- _Extrait_:
====
Vos origines, fortement enracinées dans la terre, et dans cette terre de la Montagne Noire, si grave, si authentique, expliquent que le Romantisme n’ait pas eu sur vous plus de prise que vous n’en avez consenti à lui permettre. Attentif aux réalités du monde concret, imprégné des contours et des couleurs d’un paysage sévère, moins exposé qu’un autre aux métamorphoses et aux jeux de la lumière, vous avez acquis une conception du réel que ne pouvait plus mettre en danger l’obscurité de la forêt allemande, si loin que vous eussiez été tenté de vous y enfoncer. Les Dominicains de Sorèze, dont vous fûtes l’élève, développèrent en vous cette tendance à une sagesse de la vie à la fois réfléchie et active, propre à cet Ordre, auquel je suis, moi aussi fidèlement attaché, et je crois que nous pourrions, Monsieur, échanger nos souvenirs de collège, quoique votre collège à vous eût été au cœur de la Montagne Noire, et le mien sur les bords du lac Léman.

J’ai appris aussi, par votre récit autobiographique du Bout du Monde, que vous avez été artilleur pendant la première guerre mondiale : un lien de plus entre nous, même si nous n’avons pas combattu sur le même front et si vos batteries demeuraient en France, alors que mes batteries de montagne m’emmenaient en Turquie.

Cette fraternité d’artilleurs, qui nous unit, notre appartenance à cette large et diffuse association des anciens élèves des Dominicains, une communauté de goûts étendue à de nombreux sujets et, plus que tout peut-être, notre culte pour la « religion de la musique » comme on l’écrivait avec un peu d’affectation environ 1900, ajoutent au plaisir que j’ai aujourd’hui à vous accueillir dans notre Compagnie. Et j’ai autant d’agrément à vous souhaiter la bienvenue ici que j’en aurais eu à vous rencontrer dans quelque taverne souterraine de Berlin, obscurcie par la fumée des longues pipes, où Hoffmann traitait autour d’un bol de punch couronné de ces flammes bleues dans lesquelles il voyait danser les salamandres, son marchand de vin-éditeur, le comédien Devrient, et invisibles dans la demi-clarté fuligineuse des lampes, le diabolique marchand de lunettes et le génial et bizarre kapellmeister Johannes Kreisler.
====
- _Données fournies_:
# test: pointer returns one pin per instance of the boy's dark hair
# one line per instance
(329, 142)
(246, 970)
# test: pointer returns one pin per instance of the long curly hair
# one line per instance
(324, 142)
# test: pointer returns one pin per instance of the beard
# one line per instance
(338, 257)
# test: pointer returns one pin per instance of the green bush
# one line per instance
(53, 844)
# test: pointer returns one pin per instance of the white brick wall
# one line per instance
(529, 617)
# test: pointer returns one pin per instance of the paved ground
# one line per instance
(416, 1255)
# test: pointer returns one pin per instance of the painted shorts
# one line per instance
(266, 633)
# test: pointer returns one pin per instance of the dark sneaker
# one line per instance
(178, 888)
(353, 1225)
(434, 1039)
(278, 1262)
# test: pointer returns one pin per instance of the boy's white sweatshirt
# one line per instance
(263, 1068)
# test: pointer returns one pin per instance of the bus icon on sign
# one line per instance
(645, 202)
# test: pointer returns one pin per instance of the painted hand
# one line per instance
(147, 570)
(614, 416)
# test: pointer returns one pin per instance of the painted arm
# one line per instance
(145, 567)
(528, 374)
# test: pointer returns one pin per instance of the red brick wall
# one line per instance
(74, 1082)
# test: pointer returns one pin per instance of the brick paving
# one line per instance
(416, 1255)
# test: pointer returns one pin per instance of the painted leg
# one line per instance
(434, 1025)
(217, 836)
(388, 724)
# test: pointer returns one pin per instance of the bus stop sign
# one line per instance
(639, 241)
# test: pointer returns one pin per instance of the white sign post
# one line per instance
====
- _Objet de l'exercice_:
Recopiez fidèlement le passage du discours d'accueil compris entre « J’ai appris aussi, par » et « m’emmenaient en Turquie. », ces deux bornes incluses.

- _Réponse rédigée_:
J’ai appris aussi, par votre récit autobiographique du Bout du Monde, que vous avez été artilleur pendant la première guerre mondiale : un lien de plus entre nous, même si nous n’avons pas combattu sur le même front et si vos batteries demeuraient en France, alors que mes batteries de montagne m’emmenaient en Turquie.